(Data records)
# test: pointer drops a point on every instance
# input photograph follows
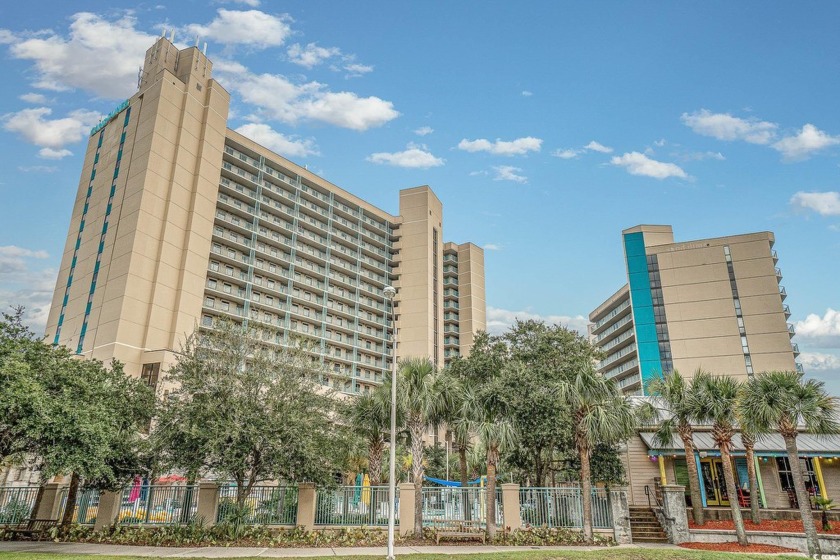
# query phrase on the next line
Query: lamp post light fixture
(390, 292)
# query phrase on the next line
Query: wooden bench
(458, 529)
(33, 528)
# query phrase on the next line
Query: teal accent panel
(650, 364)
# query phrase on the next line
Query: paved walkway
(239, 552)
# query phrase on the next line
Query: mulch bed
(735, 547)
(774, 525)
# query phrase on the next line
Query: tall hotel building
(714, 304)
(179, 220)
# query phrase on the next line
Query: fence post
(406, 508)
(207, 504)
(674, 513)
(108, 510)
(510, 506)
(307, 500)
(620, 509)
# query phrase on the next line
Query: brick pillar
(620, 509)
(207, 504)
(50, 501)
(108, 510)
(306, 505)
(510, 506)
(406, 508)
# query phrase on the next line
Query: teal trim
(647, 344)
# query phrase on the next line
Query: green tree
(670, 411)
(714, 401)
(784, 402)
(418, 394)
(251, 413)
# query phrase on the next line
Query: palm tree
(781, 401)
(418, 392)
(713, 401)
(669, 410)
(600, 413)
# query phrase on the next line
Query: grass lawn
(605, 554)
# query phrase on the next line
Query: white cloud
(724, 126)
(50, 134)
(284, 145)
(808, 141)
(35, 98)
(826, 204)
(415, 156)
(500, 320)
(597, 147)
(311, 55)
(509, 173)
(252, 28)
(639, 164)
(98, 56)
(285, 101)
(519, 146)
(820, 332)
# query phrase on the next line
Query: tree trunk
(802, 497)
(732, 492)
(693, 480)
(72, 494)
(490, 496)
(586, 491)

* * *

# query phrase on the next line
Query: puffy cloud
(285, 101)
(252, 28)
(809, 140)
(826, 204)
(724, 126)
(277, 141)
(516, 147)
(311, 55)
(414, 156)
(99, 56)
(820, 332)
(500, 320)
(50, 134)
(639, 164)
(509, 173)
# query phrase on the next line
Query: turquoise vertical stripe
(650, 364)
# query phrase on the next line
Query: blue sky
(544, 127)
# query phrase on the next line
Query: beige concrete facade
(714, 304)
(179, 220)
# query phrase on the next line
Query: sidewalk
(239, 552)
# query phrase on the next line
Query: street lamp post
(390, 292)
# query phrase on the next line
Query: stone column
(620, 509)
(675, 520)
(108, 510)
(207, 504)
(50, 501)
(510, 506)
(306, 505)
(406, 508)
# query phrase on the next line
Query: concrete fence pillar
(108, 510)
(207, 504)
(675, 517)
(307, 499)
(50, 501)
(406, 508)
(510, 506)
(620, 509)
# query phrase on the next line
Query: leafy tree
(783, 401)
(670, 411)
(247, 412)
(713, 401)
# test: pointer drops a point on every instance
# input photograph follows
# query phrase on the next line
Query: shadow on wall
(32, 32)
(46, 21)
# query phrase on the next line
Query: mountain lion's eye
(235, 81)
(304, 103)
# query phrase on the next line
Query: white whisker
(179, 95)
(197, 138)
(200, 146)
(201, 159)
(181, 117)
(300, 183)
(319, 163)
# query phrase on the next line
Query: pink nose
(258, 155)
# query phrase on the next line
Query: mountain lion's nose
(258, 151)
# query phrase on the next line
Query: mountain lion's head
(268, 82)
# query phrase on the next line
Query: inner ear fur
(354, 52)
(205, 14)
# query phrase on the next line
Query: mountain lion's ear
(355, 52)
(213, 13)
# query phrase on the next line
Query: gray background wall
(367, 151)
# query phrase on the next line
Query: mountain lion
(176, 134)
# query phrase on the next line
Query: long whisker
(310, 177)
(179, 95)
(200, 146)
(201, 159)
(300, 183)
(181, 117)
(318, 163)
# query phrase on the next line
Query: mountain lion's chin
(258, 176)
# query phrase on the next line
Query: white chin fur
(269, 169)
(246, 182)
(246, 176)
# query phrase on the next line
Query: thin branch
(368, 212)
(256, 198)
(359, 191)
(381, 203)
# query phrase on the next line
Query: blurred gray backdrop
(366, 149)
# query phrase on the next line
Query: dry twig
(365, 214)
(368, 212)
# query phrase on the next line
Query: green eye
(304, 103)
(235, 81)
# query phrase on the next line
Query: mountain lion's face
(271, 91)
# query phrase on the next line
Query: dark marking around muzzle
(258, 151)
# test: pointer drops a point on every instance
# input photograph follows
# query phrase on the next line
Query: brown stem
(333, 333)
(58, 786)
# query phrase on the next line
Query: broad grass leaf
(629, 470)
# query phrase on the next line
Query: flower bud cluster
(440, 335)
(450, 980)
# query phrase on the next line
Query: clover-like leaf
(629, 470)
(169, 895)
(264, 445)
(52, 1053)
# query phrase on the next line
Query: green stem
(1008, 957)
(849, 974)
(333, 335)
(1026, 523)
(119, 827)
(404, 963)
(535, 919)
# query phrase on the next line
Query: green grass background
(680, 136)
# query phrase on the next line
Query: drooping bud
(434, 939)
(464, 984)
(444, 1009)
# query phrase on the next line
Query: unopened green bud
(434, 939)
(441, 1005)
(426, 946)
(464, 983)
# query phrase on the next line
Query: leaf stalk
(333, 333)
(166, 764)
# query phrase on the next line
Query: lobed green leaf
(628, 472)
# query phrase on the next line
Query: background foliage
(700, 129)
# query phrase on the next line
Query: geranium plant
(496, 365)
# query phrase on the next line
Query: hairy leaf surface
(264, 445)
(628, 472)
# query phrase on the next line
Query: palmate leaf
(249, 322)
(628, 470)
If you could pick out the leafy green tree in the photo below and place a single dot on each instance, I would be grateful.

Task directions: Pick out each line in the records that contains the string "white", and copy those lines.

Output of the exercise:
Query: white cloud
Query: white whisker
Query: white chin fur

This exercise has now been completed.